> Task to complete:
Please restate the listing below in full, word for word.

> Listed entries:

-- Opening Marker --

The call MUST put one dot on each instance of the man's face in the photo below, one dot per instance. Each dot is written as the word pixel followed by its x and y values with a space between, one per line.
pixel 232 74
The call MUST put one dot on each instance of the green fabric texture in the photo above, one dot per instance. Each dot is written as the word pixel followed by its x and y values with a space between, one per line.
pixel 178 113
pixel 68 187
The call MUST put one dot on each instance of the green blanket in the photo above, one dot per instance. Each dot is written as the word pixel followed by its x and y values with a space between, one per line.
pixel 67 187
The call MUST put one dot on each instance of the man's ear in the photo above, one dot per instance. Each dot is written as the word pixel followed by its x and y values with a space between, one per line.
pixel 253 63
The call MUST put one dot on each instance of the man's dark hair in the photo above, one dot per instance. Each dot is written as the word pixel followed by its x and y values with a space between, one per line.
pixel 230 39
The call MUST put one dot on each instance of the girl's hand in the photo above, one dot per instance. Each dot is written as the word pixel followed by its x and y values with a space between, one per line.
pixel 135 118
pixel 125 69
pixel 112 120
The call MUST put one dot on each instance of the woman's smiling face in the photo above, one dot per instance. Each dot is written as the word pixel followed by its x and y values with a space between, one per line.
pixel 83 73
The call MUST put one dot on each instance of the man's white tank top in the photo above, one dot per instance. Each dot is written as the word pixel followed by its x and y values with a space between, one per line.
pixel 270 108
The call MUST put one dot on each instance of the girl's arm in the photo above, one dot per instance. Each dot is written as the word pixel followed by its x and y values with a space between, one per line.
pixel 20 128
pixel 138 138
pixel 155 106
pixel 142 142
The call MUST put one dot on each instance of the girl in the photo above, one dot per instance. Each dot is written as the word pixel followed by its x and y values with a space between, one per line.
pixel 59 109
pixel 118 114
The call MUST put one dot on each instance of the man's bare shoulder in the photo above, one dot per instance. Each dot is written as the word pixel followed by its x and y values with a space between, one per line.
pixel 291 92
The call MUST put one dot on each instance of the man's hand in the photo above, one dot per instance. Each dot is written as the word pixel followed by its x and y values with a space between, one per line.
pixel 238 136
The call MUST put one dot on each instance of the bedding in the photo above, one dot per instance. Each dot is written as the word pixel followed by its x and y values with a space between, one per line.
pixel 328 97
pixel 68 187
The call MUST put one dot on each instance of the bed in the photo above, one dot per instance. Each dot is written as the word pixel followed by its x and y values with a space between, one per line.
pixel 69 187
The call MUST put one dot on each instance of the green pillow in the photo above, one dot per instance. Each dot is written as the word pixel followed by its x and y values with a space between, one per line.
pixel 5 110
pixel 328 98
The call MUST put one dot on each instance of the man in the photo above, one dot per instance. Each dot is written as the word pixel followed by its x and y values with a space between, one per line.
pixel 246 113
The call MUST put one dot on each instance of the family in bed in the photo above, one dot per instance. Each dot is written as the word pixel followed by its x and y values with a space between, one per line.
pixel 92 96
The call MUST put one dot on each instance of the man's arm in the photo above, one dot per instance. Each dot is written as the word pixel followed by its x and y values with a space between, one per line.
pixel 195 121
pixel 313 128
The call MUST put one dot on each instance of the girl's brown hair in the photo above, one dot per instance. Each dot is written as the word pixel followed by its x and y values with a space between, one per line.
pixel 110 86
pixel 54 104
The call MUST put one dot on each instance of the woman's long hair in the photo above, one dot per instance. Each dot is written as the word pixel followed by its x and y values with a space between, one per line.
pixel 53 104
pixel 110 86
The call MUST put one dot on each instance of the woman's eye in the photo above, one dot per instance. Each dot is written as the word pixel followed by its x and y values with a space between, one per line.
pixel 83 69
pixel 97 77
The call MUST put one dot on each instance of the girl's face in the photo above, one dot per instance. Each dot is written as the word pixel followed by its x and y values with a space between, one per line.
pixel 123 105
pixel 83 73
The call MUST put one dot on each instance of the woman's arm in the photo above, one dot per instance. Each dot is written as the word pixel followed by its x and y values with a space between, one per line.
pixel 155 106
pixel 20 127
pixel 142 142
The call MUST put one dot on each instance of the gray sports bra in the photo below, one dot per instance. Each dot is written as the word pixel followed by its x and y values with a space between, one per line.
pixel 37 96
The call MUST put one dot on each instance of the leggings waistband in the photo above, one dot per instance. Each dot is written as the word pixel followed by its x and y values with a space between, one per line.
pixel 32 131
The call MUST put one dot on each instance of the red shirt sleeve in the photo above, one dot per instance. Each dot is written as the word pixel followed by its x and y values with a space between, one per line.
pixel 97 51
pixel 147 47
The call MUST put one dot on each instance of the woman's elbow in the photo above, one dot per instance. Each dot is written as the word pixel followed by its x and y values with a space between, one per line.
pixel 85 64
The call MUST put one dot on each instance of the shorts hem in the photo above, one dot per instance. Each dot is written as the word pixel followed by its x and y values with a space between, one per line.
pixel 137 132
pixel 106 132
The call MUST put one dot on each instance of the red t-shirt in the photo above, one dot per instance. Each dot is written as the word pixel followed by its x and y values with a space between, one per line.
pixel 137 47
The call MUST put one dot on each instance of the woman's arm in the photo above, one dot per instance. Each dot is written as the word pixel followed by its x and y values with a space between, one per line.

-- Closing Marker --

> Worked solution:
The call MUST put one dot on each instance of the man's face in the photo below, one dot per instance. Each dot is written as the word pixel followed by its x and y values with a space between, one per line.
pixel 232 74
The call MUST put one dot on each instance of the green fabric texture in the photo above, one dot per instance. Each dot is written as the word pixel followed by its x and y values with a space between, one per line.
pixel 178 113
pixel 68 187
The call MUST put one dot on each instance of the green blanket in the photo above, one dot per instance. Each dot is written as the word pixel followed by its x and y values with a space between, one per line.
pixel 67 187
The call MUST put one dot on each instance of the man's ear in the photo above, one dot per instance. Each dot is written as the word pixel followed by its x and y values with a space between, one per line.
pixel 253 63
The call MUST put one dot on each instance of the man's dark hair in the photo above, one dot per instance. Each dot is written as the word pixel followed by its x and y values with a space between, one per line.
pixel 230 39
The call MUST put one dot on each instance of the girl's hand in the photo above, one dot per instance. Each dot is written as the word pixel followed by its x and y values with a space between, one per line.
pixel 135 118
pixel 125 69
pixel 112 120
The call MUST put one dot on each instance of the woman's smiling face in the photo above, one dot per instance. Each dot is written as the word pixel followed by its x and y values with a space between, one per line.
pixel 83 73
The call MUST put one dot on each instance of the man's white tank top in the photo above, one dot per instance. Each dot is written as the word pixel followed by its x and y values with a space between, one per line.
pixel 270 108
The call MUST put one dot on each instance of the girl's arm in the photo above, one dot per instance. Each dot is written as the word pixel followed by its x and y values with a space between, one per line.
pixel 20 128
pixel 138 138
pixel 155 106
pixel 142 142
The call MUST put one dot on each instance of the girl in the photo above, one dot per instance. Each dot is written as the word pixel followed by its x and y values with a space between, one per line.
pixel 59 109
pixel 118 114
The call MUST put one dot on each instance of the man's bare shoulder in the photo above, one dot per instance. Each dot is written as the word pixel followed by its x and y values with a space between, one per line.
pixel 291 92
The call MUST put one dot on each instance of the man's hand in the photo above, one dot per instance. Each dot is written as the word pixel followed by its x and y values with a space between, one per line.
pixel 238 136
The call MUST put one dot on each instance of the bedding in the photo above, one dot per instance. Each dot is written as the word pixel followed by its x and y values with a space between, one per line.
pixel 328 97
pixel 68 187
The call MUST put one dot on each instance of the bed in the photo above, one dot per instance. Each dot is written as the word pixel followed by its x and y values with a space between, one per line.
pixel 69 187
The call MUST put one dot on each instance of the green pillow in the photo above, one dot per instance. Each dot is written as the word pixel followed by its x and y values with a space between, one per line.
pixel 5 110
pixel 328 98
The call MUST put one dot on each instance of the man in the photo above, one dot per instance. Each dot is written as the word pixel followed by its x and y values with a space between, one per line.
pixel 246 113
The call MUST put one dot on each instance of the family in bed in the photo above, one dot per instance. Each dot is written as the word pixel followed by its x and y values with a space between, one per line.
pixel 92 96
The call MUST put one dot on each instance of the man's arm in the photo above, one dot per instance. Each dot is written as the word pixel followed by its x and y values with a space between, one per line.
pixel 195 121
pixel 313 128
The call MUST put one dot on each instance of the girl's brown hair in the photo above, one dot per instance. Each dot is written as the word pixel followed by its x and y values with a space between, one per line.
pixel 110 86
pixel 54 104
The call MUST put one dot on each instance of the woman's long hair in the photo above, one dot per instance. Each dot is written as the word pixel followed by its x and y values with a space between, one per line.
pixel 53 104
pixel 110 86
The call MUST put one dot on each instance of the woman's eye in the photo above, one dot per instance. Each dot is written as the word pixel followed by its x and y values with a space between, one per line.
pixel 83 69
pixel 97 77
The call MUST put one dot on each instance of the girl's face in the photo above, one dot per instance. Each dot is written as the word pixel followed by its x and y values with a space between, one per line.
pixel 123 105
pixel 83 73
The call MUST put one dot on each instance of the woman's arm in the photo above, one dot per instance. Each dot is written as the word pixel followed by its x and y values with a space between, one per line.
pixel 155 106
pixel 20 127
pixel 142 142
The call MUST put one dot on each instance of the gray sports bra in the photo below, one dot per instance. Each dot is written as the word pixel followed by its x and y values with a space between, one per line.
pixel 37 96
The call MUST put one dot on each instance of the leggings waistband in the photo above, one dot per instance. Each dot is written as the word pixel followed by its x and y values with a space between, one per line.
pixel 32 131
The call MUST put one dot on each instance of the red shirt sleeve in the photo above, one dot per instance. Each dot is written as the word pixel followed by its x and y values with a space between, one per line.
pixel 97 51
pixel 147 47
The call MUST put one dot on each instance of the woman's elbow in the photo above, one dot per instance. Each dot is written as the word pixel followed by its x and y values with a space between, one per line.
pixel 85 64
The call MUST put one dot on each instance of the shorts hem in the photo above, one dot per instance. Each dot is written as the word pixel followed by its x and y values with a space between, one per line.
pixel 137 132
pixel 106 132
The call MUST put one dot on each instance of the red t-shirt in the photo above, one dot per instance. Each dot is written as the word pixel followed by its x and y values with a space between, one per line.
pixel 137 47
The call MUST put one dot on each instance of the woman's arm in the photo above, one dot per instance. Each dot is written as the word pixel followed by its x and y values with a space between, one per line.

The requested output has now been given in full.